• _GIVEN PASSAGE_

—————

4. Currently, as I said above, I don't see where you invalidate type of a
memory cell before it takes a new value. Yes, field_type is initialized
with field_type_MAX when the register array is just created, but where
the cell type is reset, when it takes a new value?

And one another possible bug:

box.execute('CREATE TABLE test (id INTEGER PRIMARY KEY, a INTEGER)')
box.execute('INSERT INTO test VALUES (1, NULL)')
tarantool> box.execute('SELECT typeof(NOT a) FROM test')
---
- metadata:
  - name: typeof(NOT a)
    type: string
  rows:
  - ['boolean']
...

As you can see, 'NOT' lost the original type - it was integer NULL,
not boolean NULL.

Another place is vdbe.c:2627 - here you jump to op_column_out
bypassing field_type assignment. Why?

>>> @@ -1909,6 +1924,7 @@ case OP_ShiftRight: {           /* same as TK_RSHIFT, in1, in2, out3 */
>>> 		}
>>> 	}
>>> 	mem_set_i64(pOut, iA);
>>> +	pOut->field_type = field_type_MAX;
>>> 	break;
>>> }
>>>
>>> @@ -1988,6 +2004,13 @@ case OP_Cast: {                  /* in1 */
>>> 	if (ExpandBlob(pIn1) != 0)
>>> 		goto abort_due_to_error;
>>> 	rc = sqlVdbeMemCast(pIn1, pOp->p2);
>>> +	/*
>>> +	 * SCALAR is not type itself, but rather an aggregation
>>> +	 * of types. Hence, cast to this type shouldn't change
>>> +	 * original type of argument.
>>> +	 */
>>> +	if (pOp->p2 != FIELD_TYPE_SCALAR)
>>> +		pIn1->field_type = pOp->p2;
>>
>> 8. Why sqlVdbeMemCast does not update the type inside? Now
>> this function works on half - it updates flags with a new type,
>> sets a new value, but doesn't touch field_type.

—————

• _RECORDED INFORMATION_

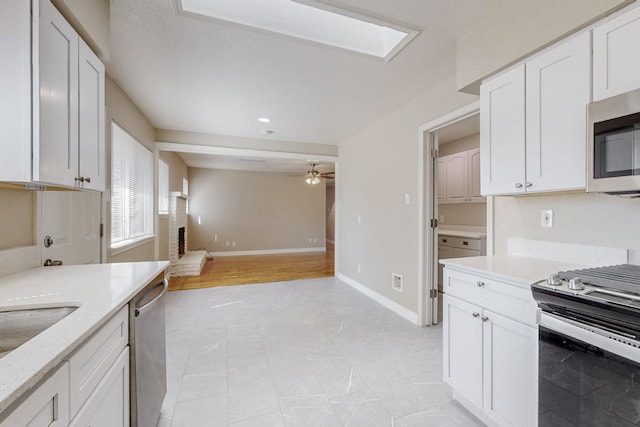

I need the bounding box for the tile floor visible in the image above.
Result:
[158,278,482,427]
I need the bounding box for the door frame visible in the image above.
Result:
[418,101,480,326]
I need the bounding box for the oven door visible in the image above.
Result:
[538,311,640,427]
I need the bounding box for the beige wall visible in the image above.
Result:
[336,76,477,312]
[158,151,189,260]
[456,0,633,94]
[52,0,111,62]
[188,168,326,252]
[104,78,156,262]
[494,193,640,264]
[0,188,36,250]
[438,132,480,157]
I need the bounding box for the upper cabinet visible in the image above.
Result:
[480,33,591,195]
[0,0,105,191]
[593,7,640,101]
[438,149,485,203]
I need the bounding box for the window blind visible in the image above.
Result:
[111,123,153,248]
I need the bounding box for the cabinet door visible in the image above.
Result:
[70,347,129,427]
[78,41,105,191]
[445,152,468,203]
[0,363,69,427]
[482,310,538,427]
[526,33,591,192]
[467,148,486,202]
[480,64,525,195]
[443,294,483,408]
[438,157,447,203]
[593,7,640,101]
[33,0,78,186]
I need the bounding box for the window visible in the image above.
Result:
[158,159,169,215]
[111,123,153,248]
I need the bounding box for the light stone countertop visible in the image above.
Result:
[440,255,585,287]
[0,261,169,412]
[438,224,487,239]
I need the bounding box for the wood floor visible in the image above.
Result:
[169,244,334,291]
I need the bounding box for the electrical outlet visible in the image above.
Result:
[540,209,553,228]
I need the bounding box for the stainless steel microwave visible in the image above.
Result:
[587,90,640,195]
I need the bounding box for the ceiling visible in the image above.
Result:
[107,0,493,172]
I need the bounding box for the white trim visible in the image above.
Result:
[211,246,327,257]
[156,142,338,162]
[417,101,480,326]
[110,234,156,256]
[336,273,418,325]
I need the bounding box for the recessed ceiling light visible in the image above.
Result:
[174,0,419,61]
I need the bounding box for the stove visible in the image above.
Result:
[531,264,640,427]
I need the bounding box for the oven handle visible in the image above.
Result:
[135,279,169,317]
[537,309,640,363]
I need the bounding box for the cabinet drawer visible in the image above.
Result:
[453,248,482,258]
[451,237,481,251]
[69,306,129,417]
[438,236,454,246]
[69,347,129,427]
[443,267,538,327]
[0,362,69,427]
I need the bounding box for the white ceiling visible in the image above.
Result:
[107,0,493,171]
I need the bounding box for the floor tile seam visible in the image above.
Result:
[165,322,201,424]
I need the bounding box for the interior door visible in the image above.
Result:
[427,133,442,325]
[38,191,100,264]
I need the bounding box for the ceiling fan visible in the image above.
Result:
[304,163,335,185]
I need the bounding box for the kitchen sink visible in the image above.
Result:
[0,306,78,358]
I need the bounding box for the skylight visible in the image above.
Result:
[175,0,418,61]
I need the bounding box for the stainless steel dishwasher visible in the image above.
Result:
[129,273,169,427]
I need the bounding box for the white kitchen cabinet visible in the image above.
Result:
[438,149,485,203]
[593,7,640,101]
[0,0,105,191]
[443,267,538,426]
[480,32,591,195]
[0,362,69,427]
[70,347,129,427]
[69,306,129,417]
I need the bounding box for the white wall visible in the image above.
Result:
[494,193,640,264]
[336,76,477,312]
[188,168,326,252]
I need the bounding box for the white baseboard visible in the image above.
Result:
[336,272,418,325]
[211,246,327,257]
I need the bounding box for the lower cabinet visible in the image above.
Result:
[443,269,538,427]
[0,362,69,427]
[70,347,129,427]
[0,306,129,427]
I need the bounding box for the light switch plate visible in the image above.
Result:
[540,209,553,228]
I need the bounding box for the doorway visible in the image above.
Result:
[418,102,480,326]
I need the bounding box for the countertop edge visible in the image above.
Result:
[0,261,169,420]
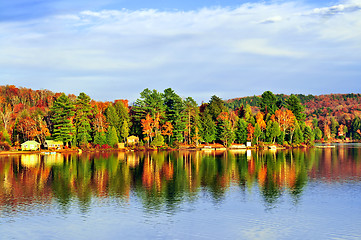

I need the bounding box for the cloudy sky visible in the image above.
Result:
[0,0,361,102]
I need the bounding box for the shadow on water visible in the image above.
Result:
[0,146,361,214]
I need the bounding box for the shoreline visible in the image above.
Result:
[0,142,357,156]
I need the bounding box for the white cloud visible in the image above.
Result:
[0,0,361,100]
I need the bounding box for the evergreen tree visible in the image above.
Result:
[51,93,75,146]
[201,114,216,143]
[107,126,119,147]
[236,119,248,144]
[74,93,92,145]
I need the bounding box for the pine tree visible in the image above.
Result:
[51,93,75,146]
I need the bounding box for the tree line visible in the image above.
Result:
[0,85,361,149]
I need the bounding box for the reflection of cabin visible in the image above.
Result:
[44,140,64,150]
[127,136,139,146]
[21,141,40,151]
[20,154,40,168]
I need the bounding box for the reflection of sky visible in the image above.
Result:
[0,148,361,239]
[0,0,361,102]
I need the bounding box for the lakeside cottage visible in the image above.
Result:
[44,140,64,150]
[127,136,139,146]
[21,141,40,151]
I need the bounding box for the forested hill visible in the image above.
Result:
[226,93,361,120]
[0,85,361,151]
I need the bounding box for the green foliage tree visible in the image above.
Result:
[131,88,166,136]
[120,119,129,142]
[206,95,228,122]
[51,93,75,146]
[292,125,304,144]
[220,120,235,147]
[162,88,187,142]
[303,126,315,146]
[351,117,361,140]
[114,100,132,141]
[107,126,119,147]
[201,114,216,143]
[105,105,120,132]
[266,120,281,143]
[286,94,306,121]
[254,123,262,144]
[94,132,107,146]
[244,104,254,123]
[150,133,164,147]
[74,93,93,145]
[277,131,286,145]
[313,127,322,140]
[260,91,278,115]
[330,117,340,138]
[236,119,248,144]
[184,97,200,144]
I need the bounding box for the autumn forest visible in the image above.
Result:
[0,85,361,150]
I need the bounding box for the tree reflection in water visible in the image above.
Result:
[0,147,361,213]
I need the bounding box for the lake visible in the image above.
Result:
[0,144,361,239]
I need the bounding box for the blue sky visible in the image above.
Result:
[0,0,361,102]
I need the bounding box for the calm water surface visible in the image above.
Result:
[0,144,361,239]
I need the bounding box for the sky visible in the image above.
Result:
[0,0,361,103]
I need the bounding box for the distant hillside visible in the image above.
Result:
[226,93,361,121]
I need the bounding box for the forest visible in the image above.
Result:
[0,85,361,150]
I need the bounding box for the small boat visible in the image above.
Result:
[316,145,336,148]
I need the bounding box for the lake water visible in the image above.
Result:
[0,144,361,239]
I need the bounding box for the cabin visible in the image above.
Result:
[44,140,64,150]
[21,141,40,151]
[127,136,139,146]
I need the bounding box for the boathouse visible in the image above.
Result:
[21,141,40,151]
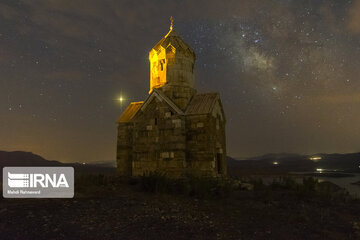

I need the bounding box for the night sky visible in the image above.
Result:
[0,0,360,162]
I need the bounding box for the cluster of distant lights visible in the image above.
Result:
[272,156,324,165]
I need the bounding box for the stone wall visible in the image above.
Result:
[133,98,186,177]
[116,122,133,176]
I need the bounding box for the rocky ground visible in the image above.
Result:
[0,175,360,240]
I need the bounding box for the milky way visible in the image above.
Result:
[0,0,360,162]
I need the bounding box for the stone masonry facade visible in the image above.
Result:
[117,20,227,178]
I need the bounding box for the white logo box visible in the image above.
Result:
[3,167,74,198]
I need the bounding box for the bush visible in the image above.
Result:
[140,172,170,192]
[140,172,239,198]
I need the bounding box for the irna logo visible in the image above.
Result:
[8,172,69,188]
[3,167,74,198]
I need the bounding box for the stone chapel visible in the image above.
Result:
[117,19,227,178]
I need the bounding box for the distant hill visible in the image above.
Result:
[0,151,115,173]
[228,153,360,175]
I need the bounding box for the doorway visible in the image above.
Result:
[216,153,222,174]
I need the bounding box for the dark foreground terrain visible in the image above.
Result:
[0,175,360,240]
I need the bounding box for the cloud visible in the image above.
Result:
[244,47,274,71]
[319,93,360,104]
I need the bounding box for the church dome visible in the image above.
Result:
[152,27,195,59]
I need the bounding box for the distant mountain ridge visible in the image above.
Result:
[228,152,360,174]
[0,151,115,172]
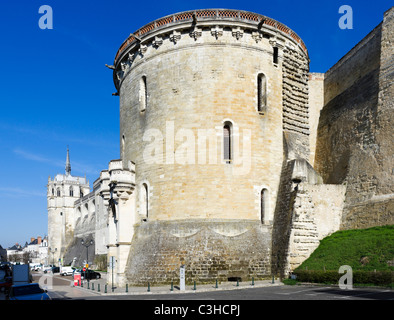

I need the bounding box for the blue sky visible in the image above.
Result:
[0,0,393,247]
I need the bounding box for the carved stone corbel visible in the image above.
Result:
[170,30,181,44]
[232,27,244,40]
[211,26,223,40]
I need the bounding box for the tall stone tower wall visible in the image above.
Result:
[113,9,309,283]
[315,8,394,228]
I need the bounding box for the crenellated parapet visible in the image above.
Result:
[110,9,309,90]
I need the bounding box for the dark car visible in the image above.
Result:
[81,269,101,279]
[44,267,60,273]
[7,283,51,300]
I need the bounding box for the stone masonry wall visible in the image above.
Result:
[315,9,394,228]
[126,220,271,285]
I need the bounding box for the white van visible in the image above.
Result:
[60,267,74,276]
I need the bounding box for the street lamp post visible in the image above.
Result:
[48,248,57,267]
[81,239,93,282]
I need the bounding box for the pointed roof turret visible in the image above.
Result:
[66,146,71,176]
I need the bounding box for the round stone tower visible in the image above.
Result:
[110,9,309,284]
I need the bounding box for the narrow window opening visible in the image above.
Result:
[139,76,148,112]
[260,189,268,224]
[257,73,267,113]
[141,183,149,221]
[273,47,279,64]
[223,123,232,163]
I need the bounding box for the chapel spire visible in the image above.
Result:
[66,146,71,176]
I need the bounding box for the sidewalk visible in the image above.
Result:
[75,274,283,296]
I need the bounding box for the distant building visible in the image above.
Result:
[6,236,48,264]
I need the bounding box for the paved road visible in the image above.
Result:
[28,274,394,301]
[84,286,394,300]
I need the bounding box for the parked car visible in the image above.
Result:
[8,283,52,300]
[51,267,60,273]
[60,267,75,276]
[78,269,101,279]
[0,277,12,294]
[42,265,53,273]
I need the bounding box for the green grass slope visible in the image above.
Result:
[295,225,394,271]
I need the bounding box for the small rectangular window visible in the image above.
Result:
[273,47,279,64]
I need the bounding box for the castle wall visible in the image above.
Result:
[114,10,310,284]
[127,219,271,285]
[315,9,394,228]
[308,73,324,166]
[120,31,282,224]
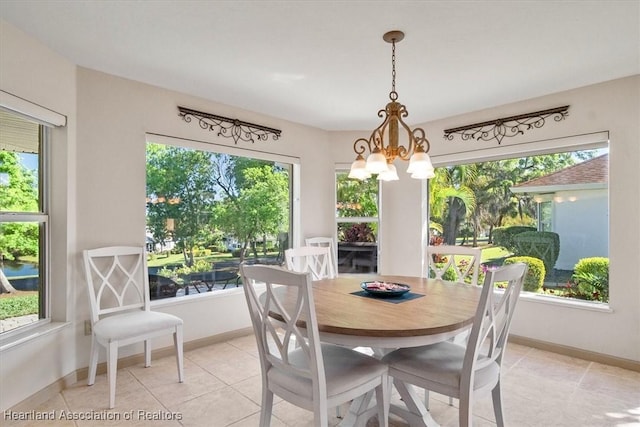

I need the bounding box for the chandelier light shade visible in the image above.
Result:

—————

• _GOAL 1_
In the code review excerpt, what value is field_type initialized with when the register array is first created?
• _GOAL 2_
Extend the code review excerpt past its last sentence.
The rows are separate material, unrelated to the code review excerpt.

• _EXPECTED ANSWER 1_
field_type_MAX

• _EXPECTED ANSWER 2_
> 
> Because it has several exit points and otherwise we have
> to add to each branch:
> 
> diff --git a/src/box/sql/vdbemem.c b/src/box/sql/vdbemem.c
> index e5941de8e..7892af116 100644
> --- a/src/box/sql/vdbemem.c
> +++ b/src/box/sql/vdbemem.c
> @@ -673,10 +673,12 @@ sqlVdbeMemCast(Mem * pMem, enum field_type type)
>         case FIELD_TYPE_BOOLEAN:
>                 if ((pMem->flags & MEM_Int) != 0) {
>                         mem_set_bool(pMem, pMem->u.i);
> +                       pMem->field_type = type;
>                         return 0;
>                 }
>                 if ((pMem->flags & MEM_UInt) != 0) {
>                         mem_set_bool(pMem, pMem->u.u);
> +                       pMem->field_type = type;
>                         return 0;
>                 }
>                 if ((pMem->flags & MEM_Real) != 0) {
> 
> Etc.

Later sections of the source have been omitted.